**Passage given:**
■ ■ ■

Like the major sponsoring brewery, the Columbus Craft Beer Fest is innovative and pays close attention to detail. It has several important attributes that demand that people attend and pay attention, not the least of which the great venue. Mill Race Park is a gorgeous open space around a circular pond just off the river in Columbus, and yet still in the downtown, next to all that is happening there and the great sights. The breweries circle the pond under the canopy of the growing trees, but the walking paths are right there, as is some of the spectacular architecture of the city.
More than 45 breweries (see the list) will be on hand for the festival, including representatives from every part of the state, although there are fewer from the far north. Perhaps this could be a focus for next year’s festival, since people in the southern Indiana get fewer chances to drink beer from Crown Brewing, Devil’s Trumpet, 10-56 and others. Luckily, the brewers do include three home brew clubs – the Indiana Brewer’s Union, the Bloomington Hop Jockeys, and the Columbus Area Classic Alers. Walter and I love home brewers at the festivals, because they form a good number of the future pro brewers and because their beer is often so good.

■ ■ ■

**Challenge:** Reproduce the beer festival passage word for word, between "More than 45" and "often so good.", inclusive. Rely solely on the text above.

Excerpts from point annotation data
■ ■ ■

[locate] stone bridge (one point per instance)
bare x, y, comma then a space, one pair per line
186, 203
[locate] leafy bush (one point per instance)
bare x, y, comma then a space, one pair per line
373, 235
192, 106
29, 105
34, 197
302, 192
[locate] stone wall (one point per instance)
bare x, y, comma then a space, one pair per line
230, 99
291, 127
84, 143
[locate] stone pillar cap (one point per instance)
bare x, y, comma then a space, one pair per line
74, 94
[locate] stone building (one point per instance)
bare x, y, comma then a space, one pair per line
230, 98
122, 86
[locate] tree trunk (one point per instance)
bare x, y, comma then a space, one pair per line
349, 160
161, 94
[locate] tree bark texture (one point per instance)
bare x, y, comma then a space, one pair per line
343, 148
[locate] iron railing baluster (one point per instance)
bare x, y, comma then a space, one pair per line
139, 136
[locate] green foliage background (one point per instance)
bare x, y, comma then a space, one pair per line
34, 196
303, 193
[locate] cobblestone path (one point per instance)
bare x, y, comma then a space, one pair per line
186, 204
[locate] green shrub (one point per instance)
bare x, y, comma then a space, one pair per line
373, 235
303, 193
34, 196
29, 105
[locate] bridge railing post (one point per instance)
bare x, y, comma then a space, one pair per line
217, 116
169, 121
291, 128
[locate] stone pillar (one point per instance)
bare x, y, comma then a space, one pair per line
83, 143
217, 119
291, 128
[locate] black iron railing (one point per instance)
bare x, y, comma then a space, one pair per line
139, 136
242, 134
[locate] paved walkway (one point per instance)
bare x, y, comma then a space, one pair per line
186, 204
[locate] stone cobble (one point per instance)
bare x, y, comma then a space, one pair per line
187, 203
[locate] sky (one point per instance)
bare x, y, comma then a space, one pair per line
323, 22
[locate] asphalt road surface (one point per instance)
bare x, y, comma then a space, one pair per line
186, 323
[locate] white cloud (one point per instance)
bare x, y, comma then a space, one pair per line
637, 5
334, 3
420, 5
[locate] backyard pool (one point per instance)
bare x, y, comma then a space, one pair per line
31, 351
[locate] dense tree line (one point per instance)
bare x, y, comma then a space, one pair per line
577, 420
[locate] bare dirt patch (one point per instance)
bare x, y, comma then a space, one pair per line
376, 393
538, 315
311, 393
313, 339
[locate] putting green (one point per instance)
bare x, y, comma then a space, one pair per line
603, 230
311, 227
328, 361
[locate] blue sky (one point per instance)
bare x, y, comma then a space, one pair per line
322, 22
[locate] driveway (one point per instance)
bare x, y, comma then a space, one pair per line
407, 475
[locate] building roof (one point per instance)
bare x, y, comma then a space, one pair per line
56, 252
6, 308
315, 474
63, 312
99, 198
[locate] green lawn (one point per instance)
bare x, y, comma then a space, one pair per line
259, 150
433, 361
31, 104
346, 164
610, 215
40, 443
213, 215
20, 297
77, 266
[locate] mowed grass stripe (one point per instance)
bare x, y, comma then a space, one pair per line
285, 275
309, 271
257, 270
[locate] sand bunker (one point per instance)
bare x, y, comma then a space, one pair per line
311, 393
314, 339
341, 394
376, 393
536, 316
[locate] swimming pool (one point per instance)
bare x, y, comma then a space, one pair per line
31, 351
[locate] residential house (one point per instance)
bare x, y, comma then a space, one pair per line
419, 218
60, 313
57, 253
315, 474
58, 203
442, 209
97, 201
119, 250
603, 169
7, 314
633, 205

■ ■ ■

**The answer:**
More than 45 breweries (see the list) will be on hand for the festival, including representatives from every part of the state, although there are fewer from the far north. Perhaps this could be a focus for next year’s festival, since people in the southern Indiana get fewer chances to drink beer from Crown Brewing, Devil’s Trumpet, 10-56 and others. Luckily, the brewers do include three home brew clubs – the Indiana Brewer’s Union, the Bloomington Hop Jockeys, and the Columbus Area Classic Alers. Walter and I love home brewers at the festivals, because they form a good number of the future pro brewers and because their beer is often so good.